▸ SET TASK: Reproduce the passage of the commentary on China's term limits and Trump's talks with Kim Jong Un from "Discouraging is that" up to and including "North Korea totally.".

▸ EXTRACTED TEXT:
"""

The past week has been action-packed. In just seven days, we have had encouraging and discouraging news, almost in equal measure.
Discouraging is that China approved the removal of the two-term limit on the presidency, paving the way for Xi Jinping to remain in power for life. BBC News said “the vote was widely regarded as a rubber-stamping exercise”.
With the support of 2,964 delegates against two dissenting voices, Xi has now consolidated his political power in a way never seen since the days of Chairman Mao.
This is democracy made in China, just like Uganda, Chad, Cameroon, Djibouti, Gabon, Mauritius, Sudan, Togo, Rwanda and Burundi, where term limits have been removed or forced to disappear.
Encouraging is that Trump has agreed to talk with the rocket man, Kim Jong Un. This is an amazing feat, considering that just a few month ago Trump declared to the United Nations that he was ready to destroy North Korea totally.

"""

▸ GIVEN INFORMATION:
"""

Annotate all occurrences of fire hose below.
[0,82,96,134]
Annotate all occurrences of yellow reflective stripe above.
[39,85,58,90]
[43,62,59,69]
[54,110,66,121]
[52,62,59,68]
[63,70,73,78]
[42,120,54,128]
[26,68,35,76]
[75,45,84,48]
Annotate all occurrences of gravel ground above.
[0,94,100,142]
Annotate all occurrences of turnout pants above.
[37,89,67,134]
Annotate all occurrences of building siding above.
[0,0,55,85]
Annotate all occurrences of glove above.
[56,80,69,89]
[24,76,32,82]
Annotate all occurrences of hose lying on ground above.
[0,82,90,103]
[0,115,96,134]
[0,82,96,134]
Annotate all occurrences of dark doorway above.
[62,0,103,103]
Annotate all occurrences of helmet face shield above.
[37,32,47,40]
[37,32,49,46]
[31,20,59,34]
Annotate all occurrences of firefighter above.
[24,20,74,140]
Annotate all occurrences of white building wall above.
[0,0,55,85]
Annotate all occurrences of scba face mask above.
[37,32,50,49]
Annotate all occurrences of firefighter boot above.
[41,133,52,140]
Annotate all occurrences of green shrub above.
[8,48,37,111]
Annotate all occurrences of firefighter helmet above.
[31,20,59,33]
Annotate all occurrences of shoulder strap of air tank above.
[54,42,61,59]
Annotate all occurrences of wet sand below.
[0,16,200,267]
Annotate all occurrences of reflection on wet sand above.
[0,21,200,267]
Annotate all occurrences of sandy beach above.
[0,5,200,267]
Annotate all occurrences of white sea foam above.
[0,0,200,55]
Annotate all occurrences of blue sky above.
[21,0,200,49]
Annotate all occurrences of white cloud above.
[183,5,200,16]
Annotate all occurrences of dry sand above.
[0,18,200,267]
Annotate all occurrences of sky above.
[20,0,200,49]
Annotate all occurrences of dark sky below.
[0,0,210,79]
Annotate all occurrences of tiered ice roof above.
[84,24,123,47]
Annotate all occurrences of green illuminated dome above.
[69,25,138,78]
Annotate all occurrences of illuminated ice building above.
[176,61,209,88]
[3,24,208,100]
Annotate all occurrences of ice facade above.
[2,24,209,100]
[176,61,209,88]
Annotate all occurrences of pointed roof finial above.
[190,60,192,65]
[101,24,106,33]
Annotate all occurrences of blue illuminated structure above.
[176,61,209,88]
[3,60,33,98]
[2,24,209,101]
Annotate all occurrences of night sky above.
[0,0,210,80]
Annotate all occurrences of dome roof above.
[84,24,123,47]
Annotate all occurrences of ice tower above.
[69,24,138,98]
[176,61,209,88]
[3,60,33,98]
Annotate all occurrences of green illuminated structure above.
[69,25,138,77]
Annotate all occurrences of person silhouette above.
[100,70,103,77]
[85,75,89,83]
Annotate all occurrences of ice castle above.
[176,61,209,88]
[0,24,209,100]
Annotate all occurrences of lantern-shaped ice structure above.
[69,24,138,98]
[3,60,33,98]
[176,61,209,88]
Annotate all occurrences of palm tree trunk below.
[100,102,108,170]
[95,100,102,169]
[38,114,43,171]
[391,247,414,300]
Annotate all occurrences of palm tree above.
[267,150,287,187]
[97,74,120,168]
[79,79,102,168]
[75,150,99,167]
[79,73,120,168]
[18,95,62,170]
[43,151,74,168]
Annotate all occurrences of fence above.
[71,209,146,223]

"""

▸ SOLUTION TO THE EXERCISE:
Discouraging is that China approved the removal of the two-term limit on the presidency, paving the way for Xi Jinping to remain in power for life. BBC News said “the vote was widely regarded as a rubber-stamping exercise”.
With the support of 2,964 delegates against two dissenting voices, Xi has now consolidated his political power in a way never seen since the days of Chairman Mao.
This is democracy made in China, just like Uganda, Chad, Cameroon, Djibouti, Gabon, Mauritius, Sudan, Togo, Rwanda and Burundi, where term limits have been removed or forced to disappear.
Encouraging is that Trump has agreed to talk with the rocket man, Kim Jong Un. This is an amazing feat, considering that just a few month ago Trump declared to the United Nations that he was ready to destroy North Korea totally.